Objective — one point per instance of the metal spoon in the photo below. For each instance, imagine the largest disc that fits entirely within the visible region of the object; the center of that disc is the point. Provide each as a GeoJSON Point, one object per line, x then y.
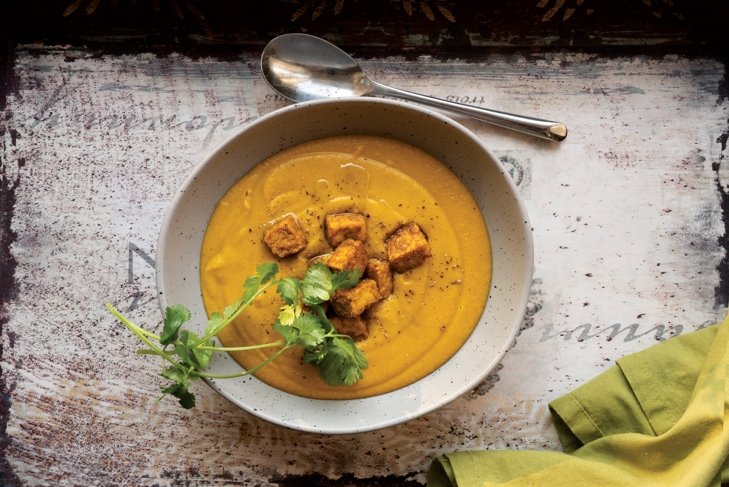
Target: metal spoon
{"type": "Point", "coordinates": [302, 67]}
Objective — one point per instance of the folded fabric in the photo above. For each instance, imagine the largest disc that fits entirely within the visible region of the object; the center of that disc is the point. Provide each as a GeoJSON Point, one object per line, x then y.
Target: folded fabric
{"type": "Point", "coordinates": [657, 418]}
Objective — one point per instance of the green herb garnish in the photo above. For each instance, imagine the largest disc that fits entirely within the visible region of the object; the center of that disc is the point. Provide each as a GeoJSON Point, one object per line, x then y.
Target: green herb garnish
{"type": "Point", "coordinates": [301, 322]}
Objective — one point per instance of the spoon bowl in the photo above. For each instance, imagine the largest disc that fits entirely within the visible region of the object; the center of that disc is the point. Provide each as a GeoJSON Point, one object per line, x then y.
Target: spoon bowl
{"type": "Point", "coordinates": [302, 68]}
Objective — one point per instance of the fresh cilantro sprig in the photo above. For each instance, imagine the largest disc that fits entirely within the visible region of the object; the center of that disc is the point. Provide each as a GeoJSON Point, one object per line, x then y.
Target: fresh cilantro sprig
{"type": "Point", "coordinates": [301, 322]}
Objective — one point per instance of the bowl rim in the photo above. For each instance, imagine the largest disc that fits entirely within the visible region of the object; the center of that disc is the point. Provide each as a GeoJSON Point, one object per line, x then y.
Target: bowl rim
{"type": "Point", "coordinates": [520, 300]}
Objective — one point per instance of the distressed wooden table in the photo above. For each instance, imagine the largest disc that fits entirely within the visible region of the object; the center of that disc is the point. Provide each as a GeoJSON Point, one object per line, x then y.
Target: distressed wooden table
{"type": "Point", "coordinates": [629, 220]}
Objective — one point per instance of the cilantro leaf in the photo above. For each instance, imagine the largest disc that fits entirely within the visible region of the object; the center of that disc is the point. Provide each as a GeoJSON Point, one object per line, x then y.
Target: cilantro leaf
{"type": "Point", "coordinates": [305, 331]}
{"type": "Point", "coordinates": [175, 316]}
{"type": "Point", "coordinates": [187, 347]}
{"type": "Point", "coordinates": [342, 362]}
{"type": "Point", "coordinates": [288, 314]}
{"type": "Point", "coordinates": [311, 332]}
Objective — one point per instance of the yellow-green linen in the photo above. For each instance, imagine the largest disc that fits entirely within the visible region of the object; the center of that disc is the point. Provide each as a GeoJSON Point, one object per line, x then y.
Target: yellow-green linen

+--

### Exercise goal
Rewrite the records from the line containing "Objective — one point per instance of the yellow-green" through the end of the records, putting "cloth" in place of "linen" and leaving everything else unchanged.

### Solution to the problem
Objective — one point per instance of the yellow-green cloth in the photo above. For each instance, imagine the largest disc that fits entirely within the visible region of the object; the center of that disc is the point. Provide each as a GeoJSON Point, one object per line, x then y.
Target: yellow-green cloth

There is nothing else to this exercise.